*SUPPLIED MATERIAL*
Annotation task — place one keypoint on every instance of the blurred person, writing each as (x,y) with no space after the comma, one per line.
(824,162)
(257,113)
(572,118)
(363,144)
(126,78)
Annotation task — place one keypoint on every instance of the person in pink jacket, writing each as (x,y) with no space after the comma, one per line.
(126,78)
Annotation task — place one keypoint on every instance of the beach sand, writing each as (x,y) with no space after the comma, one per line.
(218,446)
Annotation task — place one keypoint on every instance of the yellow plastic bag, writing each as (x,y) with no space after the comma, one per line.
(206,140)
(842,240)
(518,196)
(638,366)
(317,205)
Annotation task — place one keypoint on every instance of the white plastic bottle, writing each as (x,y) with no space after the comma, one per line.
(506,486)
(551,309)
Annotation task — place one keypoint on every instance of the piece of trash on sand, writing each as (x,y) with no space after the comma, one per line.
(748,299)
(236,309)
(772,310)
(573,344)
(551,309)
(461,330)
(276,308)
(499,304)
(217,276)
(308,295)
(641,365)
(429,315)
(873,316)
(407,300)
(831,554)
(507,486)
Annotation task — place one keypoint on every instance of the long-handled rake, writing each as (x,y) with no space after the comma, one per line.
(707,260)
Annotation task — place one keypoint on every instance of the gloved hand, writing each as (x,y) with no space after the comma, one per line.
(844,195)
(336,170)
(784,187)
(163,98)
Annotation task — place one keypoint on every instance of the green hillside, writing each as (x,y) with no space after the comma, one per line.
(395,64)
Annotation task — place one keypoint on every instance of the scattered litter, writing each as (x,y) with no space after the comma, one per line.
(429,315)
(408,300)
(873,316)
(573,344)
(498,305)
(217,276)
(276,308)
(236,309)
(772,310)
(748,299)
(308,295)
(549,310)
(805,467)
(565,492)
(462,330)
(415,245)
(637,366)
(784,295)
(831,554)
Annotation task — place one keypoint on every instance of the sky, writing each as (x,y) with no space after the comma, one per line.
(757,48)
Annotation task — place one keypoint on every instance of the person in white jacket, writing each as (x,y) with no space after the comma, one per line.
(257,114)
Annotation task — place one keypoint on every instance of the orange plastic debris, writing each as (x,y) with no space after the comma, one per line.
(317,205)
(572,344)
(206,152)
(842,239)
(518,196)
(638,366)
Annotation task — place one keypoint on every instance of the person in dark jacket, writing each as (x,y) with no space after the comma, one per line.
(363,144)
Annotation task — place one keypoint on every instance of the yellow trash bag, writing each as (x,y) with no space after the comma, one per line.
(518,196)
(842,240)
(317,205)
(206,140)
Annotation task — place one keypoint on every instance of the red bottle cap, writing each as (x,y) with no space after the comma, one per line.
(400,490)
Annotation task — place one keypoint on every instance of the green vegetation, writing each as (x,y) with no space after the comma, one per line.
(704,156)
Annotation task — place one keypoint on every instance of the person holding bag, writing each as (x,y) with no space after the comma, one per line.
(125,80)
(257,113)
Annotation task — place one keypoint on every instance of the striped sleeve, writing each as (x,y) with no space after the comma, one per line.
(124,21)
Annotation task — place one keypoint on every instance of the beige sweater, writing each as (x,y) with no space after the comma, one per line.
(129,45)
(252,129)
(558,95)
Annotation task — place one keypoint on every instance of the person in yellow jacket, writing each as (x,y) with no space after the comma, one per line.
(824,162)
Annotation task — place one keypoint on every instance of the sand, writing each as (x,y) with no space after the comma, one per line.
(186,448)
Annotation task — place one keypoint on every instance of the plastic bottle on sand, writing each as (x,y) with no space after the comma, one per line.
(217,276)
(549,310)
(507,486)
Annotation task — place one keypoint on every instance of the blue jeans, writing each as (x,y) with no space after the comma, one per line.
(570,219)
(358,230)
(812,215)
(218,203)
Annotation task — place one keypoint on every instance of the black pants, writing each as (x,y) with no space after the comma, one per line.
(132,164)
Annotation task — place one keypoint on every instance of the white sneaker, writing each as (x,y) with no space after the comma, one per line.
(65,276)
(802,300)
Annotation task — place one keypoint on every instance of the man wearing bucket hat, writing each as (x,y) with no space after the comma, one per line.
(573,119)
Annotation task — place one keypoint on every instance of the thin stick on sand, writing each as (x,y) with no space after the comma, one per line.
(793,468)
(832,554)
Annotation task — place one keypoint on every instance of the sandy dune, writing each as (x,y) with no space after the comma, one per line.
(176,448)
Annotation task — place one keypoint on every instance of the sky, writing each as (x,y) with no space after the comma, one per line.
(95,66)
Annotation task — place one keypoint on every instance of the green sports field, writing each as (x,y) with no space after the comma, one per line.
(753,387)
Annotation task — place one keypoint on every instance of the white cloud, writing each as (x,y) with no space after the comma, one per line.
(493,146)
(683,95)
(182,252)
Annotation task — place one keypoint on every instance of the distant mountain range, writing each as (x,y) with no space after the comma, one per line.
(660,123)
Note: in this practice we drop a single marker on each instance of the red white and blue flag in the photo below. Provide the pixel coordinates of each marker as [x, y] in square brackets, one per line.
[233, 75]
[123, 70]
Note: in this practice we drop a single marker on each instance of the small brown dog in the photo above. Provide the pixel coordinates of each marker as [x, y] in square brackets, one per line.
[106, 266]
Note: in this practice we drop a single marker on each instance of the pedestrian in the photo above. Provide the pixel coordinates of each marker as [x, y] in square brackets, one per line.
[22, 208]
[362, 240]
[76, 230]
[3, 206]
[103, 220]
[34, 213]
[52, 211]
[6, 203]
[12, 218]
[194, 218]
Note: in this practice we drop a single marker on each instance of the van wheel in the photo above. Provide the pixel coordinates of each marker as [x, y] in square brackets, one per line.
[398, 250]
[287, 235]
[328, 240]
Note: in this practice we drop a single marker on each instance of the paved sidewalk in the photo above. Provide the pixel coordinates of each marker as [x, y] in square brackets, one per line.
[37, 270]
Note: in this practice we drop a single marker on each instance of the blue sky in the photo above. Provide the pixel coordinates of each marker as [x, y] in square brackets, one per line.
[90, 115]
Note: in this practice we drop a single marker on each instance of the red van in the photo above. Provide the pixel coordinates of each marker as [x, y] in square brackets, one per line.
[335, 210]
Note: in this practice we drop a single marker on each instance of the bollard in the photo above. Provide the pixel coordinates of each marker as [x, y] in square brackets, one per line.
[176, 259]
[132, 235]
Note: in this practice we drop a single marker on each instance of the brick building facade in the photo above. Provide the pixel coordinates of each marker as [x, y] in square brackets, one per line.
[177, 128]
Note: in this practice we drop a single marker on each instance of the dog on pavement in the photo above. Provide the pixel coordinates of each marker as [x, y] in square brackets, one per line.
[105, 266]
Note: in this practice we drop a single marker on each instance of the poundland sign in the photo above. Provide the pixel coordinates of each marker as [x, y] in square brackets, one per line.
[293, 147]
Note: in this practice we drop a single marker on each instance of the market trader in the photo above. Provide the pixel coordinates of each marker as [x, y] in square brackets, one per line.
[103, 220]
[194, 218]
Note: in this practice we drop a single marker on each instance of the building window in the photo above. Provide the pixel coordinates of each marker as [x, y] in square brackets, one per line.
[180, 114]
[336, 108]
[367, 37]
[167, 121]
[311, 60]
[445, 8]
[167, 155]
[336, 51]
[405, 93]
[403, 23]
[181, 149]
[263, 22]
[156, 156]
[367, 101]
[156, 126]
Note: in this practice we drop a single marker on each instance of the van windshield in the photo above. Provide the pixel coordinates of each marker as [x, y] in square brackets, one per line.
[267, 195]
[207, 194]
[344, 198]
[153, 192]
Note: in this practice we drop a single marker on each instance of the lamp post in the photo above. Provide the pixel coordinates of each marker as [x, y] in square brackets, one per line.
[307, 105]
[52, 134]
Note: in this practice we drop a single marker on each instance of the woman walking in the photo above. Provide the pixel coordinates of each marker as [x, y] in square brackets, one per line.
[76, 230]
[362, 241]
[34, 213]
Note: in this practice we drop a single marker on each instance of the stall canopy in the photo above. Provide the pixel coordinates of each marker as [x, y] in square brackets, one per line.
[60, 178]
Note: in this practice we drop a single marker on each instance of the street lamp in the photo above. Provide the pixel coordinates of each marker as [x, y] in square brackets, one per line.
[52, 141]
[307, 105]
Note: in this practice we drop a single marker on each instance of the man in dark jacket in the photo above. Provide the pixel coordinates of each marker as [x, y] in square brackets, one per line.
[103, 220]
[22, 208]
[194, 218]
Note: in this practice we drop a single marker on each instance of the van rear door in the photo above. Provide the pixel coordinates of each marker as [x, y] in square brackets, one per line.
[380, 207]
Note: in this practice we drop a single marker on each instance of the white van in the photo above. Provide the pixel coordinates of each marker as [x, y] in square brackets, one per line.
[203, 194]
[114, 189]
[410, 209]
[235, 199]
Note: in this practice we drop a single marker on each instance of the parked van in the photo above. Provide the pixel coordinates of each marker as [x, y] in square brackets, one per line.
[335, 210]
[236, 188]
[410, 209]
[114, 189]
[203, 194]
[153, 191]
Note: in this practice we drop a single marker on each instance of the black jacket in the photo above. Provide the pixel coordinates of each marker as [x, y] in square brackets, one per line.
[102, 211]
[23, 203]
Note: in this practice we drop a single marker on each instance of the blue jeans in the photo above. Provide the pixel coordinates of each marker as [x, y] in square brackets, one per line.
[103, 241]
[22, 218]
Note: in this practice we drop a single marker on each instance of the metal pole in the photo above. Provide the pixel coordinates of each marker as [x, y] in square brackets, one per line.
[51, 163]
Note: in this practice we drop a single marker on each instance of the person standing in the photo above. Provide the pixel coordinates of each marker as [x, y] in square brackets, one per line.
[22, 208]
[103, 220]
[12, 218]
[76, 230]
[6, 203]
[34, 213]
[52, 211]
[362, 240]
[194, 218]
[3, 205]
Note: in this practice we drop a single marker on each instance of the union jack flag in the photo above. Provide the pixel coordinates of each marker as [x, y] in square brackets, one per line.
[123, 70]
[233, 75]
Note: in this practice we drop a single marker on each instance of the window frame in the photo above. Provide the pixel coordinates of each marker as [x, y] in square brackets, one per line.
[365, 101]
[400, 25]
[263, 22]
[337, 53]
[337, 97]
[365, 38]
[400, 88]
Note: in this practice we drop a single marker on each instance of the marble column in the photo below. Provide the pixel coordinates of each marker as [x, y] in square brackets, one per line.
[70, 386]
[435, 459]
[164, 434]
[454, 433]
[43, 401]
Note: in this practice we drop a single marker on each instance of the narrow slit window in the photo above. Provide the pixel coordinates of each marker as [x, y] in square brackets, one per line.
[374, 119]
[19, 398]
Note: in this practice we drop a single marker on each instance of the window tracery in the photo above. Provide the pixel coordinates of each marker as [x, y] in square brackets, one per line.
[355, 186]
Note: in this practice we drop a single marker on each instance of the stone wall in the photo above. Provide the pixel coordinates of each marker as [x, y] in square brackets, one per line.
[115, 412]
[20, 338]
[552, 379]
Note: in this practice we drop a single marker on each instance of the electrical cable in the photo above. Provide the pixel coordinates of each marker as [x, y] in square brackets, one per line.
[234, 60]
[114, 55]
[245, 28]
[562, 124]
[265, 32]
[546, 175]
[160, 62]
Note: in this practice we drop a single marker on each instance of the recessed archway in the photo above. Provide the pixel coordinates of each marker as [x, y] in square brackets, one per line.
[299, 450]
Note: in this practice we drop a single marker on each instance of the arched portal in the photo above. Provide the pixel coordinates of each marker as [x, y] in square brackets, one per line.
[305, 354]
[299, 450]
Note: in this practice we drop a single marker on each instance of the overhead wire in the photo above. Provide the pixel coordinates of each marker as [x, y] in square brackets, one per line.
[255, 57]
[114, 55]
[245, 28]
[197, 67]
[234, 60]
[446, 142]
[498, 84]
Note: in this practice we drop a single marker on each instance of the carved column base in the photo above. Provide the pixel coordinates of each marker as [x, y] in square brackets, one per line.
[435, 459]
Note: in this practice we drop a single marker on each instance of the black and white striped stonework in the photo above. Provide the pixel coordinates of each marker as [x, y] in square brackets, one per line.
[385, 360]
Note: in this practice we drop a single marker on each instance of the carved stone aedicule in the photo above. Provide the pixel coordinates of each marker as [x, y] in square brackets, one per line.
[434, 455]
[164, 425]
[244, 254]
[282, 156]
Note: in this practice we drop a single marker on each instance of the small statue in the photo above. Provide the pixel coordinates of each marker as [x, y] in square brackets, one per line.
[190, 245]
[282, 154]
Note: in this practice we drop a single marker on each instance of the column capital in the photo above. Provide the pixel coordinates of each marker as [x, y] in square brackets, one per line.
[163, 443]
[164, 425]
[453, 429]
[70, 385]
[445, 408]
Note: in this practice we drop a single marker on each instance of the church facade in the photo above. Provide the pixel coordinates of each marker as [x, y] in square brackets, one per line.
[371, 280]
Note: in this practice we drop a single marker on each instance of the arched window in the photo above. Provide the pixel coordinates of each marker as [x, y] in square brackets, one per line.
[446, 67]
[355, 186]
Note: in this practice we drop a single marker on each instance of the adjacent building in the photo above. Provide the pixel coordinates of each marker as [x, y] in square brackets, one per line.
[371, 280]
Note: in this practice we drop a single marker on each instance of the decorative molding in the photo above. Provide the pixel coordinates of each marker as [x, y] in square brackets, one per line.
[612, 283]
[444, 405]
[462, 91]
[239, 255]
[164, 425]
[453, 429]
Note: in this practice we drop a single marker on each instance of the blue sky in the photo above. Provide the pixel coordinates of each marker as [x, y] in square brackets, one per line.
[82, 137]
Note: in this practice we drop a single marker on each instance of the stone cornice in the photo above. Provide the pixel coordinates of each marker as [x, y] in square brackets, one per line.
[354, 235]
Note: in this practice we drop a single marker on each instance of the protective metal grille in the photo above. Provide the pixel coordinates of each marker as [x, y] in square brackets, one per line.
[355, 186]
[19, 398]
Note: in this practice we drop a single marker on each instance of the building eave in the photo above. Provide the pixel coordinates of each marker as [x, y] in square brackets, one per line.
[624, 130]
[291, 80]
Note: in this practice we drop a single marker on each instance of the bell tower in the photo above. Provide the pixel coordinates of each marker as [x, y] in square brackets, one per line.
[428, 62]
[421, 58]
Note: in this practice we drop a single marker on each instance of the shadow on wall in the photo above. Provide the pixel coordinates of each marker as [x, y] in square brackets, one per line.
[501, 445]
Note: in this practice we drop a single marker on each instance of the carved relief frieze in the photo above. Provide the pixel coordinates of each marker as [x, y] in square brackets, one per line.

*JOB*
Output exactly the lines from the one containing "of the decorative" through the last line of the entries, both ends included.

*TASK ANSWER*
Note: in this practice we drop a single marker on each instance of the decorative molding in the photo above. Provide the pixel coordinates of each marker as [x, y] in square brackets, one per line.
[612, 283]
[444, 405]
[462, 91]
[239, 255]
[164, 425]
[453, 429]
Note: in this practice we drop a single marker on each instance of the blue sky in the photo above. Provide the pixel coordinates of each marker as [x, y] in square brackets, one per line.
[82, 137]
Note: in this practice we drop a single marker on each instance of the stone cornice in the photo above. Provide the pixel coordinates of each marker as [x, y] in square brackets, one per line.
[354, 235]
Note: in this practice we drop a single marker on each instance of the protective metal grille in the photo above. Provide the pixel coordinates of each marker as [x, y] in square brackets, one per line.
[355, 186]
[19, 398]
Note: in this practice we drop a single marker on each instance of the building eave in the photo above. Provide the pixel coordinates of each marker as [x, y] in square brackets, one per line.
[624, 130]
[291, 80]
Note: in this practice we drop a single marker on each instance of the bell tower in the photo above. Provide the pixel coordinates of each marker as [x, y] in square brackets, one per line.
[428, 62]
[421, 58]
Note: in this practice we drop a single marker on each instance of the shadow on wall in the photo above. Provide the pixel coordinates of each marker as [x, y] in square brackets, one per line.
[501, 445]
Note: in this practice we drop a single marker on each instance of the carved relief frieze in the photo above. Provide the pixel coordinates of each marker as [x, y] in square brackets, one per line.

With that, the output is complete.